RAMAGEM
Junto à porta da casa do forno colocaram há pouco os
ramos já secos da esteva colhida pelos montes. O sol não apagou totalmente a
sua resina e é intenso o aroma que se liberta pelo ar ou quando lhe tocamos
mesmo que ao de leve na hora de nos escondermos enquanto brincamos.
Não tardará muito e este mesmo aroma passará para o
pão, e também para os bolos fintos que a mãe amassou e que esperam em grandes
tabuleiros negros de metal, a sua vez de entrarem no forno.
É santa esta quinta-feira de Abril, e daí até Junho será
um curtíssimo salto no tempo.
A nossa rua irá como sempre comemorar o São Pedro, e
os serões que vão desde aqui até à véspera da festa serão passados no
rés-do-chão da casa da D. Mariana Emilia a cortar e a enrolar papel que depois
da ajuda de um arame muito maleável, tomará a forma de flores que oferecerão à
rua um tecto colorido na hora de passar a procissão com o andor da imagem que
sairá da igreja da Misericórdia.
Mas antes, algum vizinho se encarregará de ir ao campo
buscar fectos e rosmaninho que espalharemos pelo chão; um informal
"incenso" da planície para saudar a fé que passeia connosco.
E o passo da gente esmaga as plantas que incansáveis
perfumam o ar durante toda a noite.
Mas Junho às vezes também é mês de despedidas…
Acabaram as aulas e o Padre Armando vai deixar Vila
Viçosa para regressar a Proença-a-Nova.
No grupo onde muito iremos sentir a sua falta
preparámos uma festa de despedida; e porque ele um dia nos contou que na sua
meninice na Beira Baixa fazia sucesso na hora do mês de Maria, porque apanhava
umas fantásticas e muito campestres flores amarelas, nós andámos toda a tarde
pelo campo a recolher tudo aquilo que de amarelo a primavera tinha feito
crescer ao redor de Vila Viçosa.

○ ○ ○ ○ ○ ○ ○

● **Tarefa 1**: Transcreva sem alterações as linhas dos registros, começando pela linha que contém "the tree bark" e seguindo até o fim dos registros. Deixe as imagens de fora da resposta.

● **Dados da tarefa**:

○ ○ ○ ○ ○ ○ ○

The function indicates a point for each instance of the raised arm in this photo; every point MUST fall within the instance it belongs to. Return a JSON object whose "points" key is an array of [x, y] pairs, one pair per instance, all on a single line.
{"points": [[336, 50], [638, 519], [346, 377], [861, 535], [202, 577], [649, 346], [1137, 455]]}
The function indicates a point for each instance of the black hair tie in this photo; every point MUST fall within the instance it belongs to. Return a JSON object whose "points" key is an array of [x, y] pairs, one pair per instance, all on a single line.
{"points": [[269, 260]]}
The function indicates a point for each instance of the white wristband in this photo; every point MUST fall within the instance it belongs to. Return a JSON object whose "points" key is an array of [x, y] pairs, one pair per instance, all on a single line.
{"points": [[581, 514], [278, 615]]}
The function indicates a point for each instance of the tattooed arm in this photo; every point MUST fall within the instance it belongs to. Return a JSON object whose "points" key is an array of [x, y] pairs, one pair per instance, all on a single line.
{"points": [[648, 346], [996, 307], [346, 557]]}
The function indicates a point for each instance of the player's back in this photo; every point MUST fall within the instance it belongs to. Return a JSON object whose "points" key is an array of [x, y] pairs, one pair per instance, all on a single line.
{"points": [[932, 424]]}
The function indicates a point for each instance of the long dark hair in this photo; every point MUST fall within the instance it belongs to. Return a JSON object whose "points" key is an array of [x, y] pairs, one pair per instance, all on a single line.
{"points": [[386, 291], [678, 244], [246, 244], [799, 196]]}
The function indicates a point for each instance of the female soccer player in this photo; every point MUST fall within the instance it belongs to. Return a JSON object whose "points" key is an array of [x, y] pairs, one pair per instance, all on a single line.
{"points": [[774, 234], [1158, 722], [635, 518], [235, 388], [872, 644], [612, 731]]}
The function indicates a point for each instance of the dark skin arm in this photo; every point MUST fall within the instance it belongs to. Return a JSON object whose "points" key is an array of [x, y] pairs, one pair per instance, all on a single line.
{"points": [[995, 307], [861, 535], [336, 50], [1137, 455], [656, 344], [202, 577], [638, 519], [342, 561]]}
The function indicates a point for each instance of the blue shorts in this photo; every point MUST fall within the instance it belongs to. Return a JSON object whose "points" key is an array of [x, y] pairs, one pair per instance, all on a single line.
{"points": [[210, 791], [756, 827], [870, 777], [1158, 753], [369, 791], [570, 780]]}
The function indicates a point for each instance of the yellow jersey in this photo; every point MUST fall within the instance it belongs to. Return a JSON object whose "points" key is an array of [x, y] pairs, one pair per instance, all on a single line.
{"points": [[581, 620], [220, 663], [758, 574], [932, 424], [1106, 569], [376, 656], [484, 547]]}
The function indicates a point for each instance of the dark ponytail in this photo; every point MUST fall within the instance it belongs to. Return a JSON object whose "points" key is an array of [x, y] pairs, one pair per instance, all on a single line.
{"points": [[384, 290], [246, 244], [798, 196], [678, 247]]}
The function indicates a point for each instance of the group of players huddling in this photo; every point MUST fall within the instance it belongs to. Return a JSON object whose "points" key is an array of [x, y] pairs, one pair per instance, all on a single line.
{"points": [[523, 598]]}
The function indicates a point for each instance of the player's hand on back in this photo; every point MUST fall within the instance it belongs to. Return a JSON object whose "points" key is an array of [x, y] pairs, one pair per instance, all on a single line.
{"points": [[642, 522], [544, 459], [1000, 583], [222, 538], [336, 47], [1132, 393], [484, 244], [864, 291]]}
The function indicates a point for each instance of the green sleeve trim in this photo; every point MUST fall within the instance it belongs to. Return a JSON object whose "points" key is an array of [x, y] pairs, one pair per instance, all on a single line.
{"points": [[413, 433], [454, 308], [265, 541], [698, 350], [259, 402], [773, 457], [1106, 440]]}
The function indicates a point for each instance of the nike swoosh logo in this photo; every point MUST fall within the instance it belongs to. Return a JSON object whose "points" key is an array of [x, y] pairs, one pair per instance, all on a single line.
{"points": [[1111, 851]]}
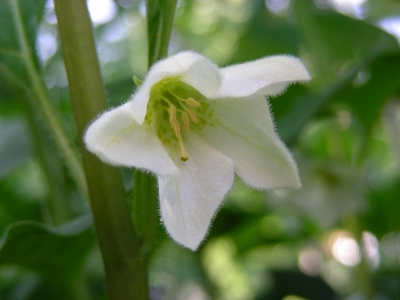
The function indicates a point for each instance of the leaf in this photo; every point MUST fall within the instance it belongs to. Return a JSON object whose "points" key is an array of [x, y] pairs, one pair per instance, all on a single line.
{"points": [[55, 254], [15, 144], [266, 35], [366, 100], [330, 49], [13, 70], [334, 41]]}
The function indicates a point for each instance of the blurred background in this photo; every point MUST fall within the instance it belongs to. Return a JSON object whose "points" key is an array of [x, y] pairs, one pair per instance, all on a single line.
{"points": [[336, 238]]}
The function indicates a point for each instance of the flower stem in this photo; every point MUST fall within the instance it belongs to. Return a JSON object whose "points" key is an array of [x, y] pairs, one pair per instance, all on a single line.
{"points": [[47, 110], [119, 243]]}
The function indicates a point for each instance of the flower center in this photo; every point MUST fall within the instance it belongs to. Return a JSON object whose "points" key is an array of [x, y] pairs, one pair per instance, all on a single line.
{"points": [[172, 104]]}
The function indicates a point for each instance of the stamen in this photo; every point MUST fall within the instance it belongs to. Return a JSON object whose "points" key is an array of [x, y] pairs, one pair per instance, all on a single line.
{"points": [[192, 115], [186, 121], [192, 102], [183, 150], [172, 113]]}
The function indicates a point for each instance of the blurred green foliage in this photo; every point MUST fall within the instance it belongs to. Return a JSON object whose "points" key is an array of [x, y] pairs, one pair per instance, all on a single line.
{"points": [[336, 238]]}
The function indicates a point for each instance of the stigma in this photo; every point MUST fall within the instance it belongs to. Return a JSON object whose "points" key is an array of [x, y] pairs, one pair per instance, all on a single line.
{"points": [[187, 115]]}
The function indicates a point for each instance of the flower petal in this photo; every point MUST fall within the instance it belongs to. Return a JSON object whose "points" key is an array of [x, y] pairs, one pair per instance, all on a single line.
{"points": [[189, 201], [119, 140], [243, 131], [193, 69], [267, 76]]}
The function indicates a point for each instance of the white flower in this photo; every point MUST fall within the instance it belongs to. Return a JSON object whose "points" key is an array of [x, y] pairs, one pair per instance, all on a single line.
{"points": [[194, 125]]}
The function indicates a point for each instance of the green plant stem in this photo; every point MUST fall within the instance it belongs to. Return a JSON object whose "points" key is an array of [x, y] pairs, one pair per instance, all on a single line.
{"points": [[160, 16], [119, 243], [145, 207], [50, 116]]}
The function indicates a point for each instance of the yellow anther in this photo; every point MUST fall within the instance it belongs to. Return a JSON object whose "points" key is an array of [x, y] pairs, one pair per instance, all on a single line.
{"points": [[192, 115], [176, 128], [172, 113], [183, 150], [186, 121], [192, 102]]}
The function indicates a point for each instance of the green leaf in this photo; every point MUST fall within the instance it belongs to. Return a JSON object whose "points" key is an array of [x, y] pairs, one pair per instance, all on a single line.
{"points": [[19, 72], [160, 17], [15, 144], [334, 41], [266, 35], [366, 100], [13, 72], [336, 55], [57, 255]]}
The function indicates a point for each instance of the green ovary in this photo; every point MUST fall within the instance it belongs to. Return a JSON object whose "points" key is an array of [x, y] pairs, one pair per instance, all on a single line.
{"points": [[175, 108]]}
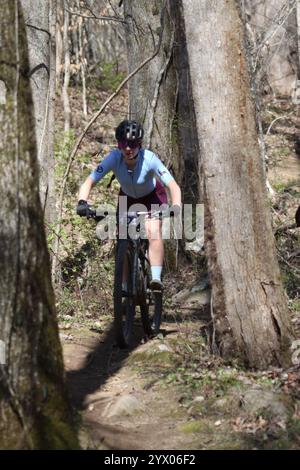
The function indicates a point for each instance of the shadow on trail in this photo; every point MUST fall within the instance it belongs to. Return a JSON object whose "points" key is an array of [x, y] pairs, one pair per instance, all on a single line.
{"points": [[104, 360]]}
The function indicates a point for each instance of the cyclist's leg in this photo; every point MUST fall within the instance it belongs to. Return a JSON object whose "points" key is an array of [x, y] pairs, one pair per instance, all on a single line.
{"points": [[155, 251]]}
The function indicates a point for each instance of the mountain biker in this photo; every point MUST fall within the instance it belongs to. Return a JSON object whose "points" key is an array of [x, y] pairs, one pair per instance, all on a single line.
{"points": [[136, 168]]}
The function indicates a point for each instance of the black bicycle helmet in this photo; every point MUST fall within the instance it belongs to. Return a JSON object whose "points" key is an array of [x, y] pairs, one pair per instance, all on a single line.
{"points": [[129, 130]]}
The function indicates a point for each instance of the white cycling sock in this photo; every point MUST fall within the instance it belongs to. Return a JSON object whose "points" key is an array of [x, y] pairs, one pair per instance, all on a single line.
{"points": [[156, 272]]}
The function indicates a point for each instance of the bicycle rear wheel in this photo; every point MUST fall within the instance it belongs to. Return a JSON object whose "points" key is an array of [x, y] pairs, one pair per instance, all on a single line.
{"points": [[124, 303], [156, 304]]}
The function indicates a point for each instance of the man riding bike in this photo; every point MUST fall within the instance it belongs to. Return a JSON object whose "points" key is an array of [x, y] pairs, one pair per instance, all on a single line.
{"points": [[136, 170]]}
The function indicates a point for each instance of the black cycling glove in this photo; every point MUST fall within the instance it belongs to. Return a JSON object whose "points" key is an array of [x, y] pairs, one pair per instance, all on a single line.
{"points": [[82, 208]]}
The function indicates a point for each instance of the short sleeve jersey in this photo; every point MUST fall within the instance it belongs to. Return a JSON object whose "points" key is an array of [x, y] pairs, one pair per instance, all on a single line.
{"points": [[139, 181]]}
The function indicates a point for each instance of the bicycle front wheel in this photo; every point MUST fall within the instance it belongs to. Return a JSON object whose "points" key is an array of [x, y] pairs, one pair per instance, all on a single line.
{"points": [[124, 303]]}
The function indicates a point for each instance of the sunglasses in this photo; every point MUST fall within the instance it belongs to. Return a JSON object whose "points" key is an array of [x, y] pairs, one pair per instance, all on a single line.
{"points": [[133, 144]]}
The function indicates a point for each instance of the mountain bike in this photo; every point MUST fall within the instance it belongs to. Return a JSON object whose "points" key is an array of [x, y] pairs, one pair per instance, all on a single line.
{"points": [[132, 282]]}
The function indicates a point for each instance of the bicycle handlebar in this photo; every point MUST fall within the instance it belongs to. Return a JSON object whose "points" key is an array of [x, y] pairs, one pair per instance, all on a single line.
{"points": [[92, 214]]}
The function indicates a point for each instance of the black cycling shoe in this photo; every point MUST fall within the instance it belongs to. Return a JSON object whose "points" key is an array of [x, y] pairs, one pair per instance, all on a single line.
{"points": [[156, 285]]}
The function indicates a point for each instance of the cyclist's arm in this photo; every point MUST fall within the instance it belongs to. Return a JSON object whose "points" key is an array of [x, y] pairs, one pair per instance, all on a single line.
{"points": [[107, 165]]}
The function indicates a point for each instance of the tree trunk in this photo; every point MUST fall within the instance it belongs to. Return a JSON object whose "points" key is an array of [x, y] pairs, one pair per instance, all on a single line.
{"points": [[38, 18], [250, 315], [153, 92], [34, 409], [67, 64]]}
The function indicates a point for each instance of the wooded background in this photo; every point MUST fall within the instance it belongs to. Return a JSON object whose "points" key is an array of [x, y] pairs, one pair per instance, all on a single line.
{"points": [[198, 75]]}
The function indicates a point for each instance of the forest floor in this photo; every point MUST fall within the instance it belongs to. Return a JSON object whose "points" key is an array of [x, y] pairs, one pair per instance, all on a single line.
{"points": [[170, 392]]}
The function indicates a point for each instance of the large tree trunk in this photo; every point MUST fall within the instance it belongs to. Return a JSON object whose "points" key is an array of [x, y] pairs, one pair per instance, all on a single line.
{"points": [[33, 401], [250, 315], [38, 17]]}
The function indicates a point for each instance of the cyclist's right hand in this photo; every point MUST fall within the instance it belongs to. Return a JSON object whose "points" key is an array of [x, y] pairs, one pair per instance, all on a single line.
{"points": [[83, 208]]}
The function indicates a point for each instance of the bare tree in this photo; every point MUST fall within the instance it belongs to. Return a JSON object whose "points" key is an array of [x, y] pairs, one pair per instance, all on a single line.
{"points": [[273, 29], [249, 309], [40, 28], [153, 92], [34, 408]]}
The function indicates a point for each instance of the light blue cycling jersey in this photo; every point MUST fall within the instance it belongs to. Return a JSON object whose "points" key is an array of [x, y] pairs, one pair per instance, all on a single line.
{"points": [[139, 181]]}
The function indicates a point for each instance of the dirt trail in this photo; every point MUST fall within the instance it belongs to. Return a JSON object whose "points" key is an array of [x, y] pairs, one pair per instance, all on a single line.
{"points": [[123, 406]]}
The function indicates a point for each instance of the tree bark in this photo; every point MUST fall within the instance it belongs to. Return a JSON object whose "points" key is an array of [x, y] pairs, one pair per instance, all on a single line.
{"points": [[67, 64], [34, 408], [250, 315], [153, 92], [38, 17]]}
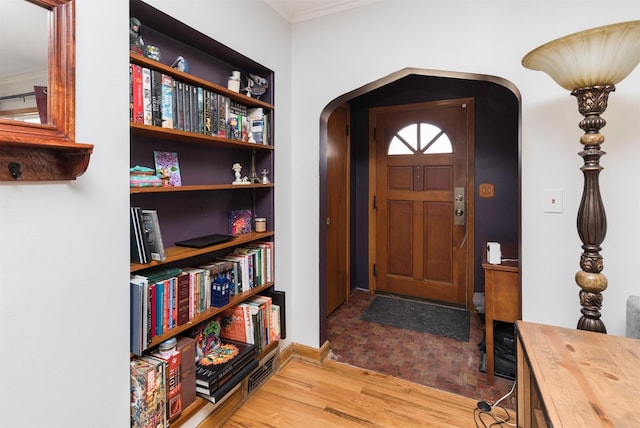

○ ○ ○ ○ ○ ○ ○

● **Tarefa 2**: No texto "Ramagem", para onde regressa o Padre Armando ao deixar Vila Viçosa?

● **Resposta final 1**:
The function indicates a point for each instance of the tree bark in this photo; every point MUST fall within the instance it belongs to. Return a JSON object whose "points" key is an array of [x, y] pairs, one pair per instance, all on a single line.
{"points": [[67, 64], [34, 408], [250, 315], [153, 92], [38, 17]]}

● **Resposta final 2**: Para Proença-a-Nova.